--- What to produce ---
Write out, word for word, every line in the data below from the one containing "Target: small white sign on wall" to the one containing "Target: paved walkway", both of them included.

--- Given entries ---
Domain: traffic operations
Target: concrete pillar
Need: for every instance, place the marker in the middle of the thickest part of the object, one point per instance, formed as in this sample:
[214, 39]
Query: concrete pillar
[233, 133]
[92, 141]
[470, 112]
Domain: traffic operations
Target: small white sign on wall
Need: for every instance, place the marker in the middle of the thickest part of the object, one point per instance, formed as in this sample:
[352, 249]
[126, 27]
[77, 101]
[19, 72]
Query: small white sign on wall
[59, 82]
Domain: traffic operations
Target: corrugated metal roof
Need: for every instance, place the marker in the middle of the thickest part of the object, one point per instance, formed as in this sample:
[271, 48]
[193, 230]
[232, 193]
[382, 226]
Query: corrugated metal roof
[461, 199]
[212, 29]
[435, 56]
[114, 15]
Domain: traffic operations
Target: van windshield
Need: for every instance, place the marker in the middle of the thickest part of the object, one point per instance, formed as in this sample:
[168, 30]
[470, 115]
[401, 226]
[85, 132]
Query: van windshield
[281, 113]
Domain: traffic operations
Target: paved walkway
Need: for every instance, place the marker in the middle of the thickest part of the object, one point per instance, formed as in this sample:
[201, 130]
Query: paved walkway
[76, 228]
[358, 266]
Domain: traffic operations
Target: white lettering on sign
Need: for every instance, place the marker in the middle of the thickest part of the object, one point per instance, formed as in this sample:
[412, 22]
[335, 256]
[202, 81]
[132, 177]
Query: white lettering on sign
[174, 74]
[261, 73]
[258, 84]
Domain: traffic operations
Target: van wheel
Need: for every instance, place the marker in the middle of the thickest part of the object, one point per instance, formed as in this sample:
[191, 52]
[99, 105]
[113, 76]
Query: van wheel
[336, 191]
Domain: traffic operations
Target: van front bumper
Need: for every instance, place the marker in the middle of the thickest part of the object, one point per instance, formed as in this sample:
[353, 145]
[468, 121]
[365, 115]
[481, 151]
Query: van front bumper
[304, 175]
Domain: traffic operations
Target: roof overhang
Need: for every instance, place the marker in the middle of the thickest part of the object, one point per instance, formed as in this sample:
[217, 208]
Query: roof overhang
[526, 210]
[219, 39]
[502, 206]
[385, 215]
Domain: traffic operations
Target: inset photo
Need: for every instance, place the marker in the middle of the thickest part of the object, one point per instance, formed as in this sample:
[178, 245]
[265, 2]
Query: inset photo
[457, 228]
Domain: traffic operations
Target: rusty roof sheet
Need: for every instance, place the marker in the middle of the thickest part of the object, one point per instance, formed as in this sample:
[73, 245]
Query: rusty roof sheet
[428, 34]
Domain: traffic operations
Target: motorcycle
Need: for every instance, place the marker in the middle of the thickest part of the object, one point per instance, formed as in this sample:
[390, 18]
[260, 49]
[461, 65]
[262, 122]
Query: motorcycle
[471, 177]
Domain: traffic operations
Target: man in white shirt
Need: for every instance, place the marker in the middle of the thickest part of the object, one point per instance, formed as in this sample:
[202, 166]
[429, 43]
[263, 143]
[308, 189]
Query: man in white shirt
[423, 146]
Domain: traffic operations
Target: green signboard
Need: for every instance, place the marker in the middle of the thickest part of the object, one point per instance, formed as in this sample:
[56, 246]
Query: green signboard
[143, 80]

--- Exercise response ---
Target: small white sign on wall
Need: for every instance, place the marker in the middle of the thickest part of the object, one point per instance, formed as in this sample:
[352, 249]
[126, 27]
[77, 101]
[19, 72]
Query: small white sign on wall
[59, 82]
Domain: traffic operations
Target: corrugated metal roof
Need: for every instance, place the marker in the middle of the thickest part of the object, one point per instance, formed as in this sample:
[271, 48]
[193, 230]
[232, 193]
[382, 226]
Query: corrugated metal roof
[461, 199]
[212, 29]
[435, 56]
[114, 15]
Domain: traffic operations
Target: van windshield
Need: for every instance, place the marker in the middle of the thickest part of the object, one point per instance, formed as in this sample:
[168, 30]
[470, 115]
[401, 226]
[85, 132]
Query: van windshield
[281, 113]
Domain: traffic operations
Target: paved walkway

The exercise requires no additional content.